This project contains custom word embeddings. To build them, we will combine the scraped news articles and Wikipedia articles to train a word2vec model. First, we will download the latest Wikipedia dump and extract it by running eventepi/wiki_util.py. The dump and the extracted corpus will be saved under data/wikipedia/.

Second, we will use the WHO/ProMED corpus and the Wikipedia corpus to train a word2vec model. To do this, run eventepi/embed.py. The result will be saved under data\embeddings.

This whole process takes several days and I recommend using our final embeddings from figshare.

ML-Pipeline

Finally, we can feed the corpus, the IDB, and the embeddings into our machine learning pipeline.

The whole pipeline to train the relevance scoring and entity recognition of this project is run by executing python eventepi/classification.py.

□ □ □ □ □ □ □

**Goal 1:**
Report how many lines of the records contain the string "green", giving only the number.

**Data lines:**
□ □ □ □ □ □ □

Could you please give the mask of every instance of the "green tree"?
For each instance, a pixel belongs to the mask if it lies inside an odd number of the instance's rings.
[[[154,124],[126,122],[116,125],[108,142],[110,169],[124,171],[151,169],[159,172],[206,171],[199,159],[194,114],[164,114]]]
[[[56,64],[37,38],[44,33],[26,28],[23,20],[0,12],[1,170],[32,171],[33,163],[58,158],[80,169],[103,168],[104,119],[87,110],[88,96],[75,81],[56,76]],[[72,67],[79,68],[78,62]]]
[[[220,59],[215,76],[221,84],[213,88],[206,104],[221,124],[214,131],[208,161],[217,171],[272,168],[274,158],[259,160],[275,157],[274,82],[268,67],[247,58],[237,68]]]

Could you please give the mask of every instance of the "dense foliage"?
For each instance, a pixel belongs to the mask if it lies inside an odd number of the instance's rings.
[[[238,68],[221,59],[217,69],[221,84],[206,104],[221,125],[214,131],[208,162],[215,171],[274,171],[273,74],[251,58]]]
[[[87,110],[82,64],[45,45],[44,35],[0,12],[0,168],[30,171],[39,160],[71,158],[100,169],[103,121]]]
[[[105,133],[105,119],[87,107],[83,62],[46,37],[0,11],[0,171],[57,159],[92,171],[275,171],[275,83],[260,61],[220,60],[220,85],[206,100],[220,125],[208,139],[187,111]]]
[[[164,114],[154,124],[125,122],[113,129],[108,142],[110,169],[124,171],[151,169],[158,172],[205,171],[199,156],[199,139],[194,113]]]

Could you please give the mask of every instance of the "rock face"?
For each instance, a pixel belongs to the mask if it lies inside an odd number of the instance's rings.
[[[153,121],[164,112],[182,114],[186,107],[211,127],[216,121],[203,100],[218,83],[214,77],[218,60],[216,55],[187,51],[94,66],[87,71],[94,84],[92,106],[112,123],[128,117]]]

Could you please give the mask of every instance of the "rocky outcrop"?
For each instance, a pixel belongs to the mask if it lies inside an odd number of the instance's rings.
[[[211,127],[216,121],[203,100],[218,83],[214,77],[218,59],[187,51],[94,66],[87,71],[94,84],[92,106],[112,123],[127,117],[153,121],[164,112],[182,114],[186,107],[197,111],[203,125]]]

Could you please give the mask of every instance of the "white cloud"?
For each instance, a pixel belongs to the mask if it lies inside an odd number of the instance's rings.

□ □ □ □ □ □ □

**Goal 2:**
Rewrite the word embeddings text, starting with "Finally, we can" and going on through "executing python eventepi/classification.py.", substituting "workflow" for every occurrence of "pipeline".

**Correct answer 1:**
1

**Correct answer 2:**
Finally, we can feed the corpus, the IDB, and the embeddings into our machine learning workflow.

The whole workflow to train the relevance scoring and entity recognition of this project is run by executing python eventepi/classification.py.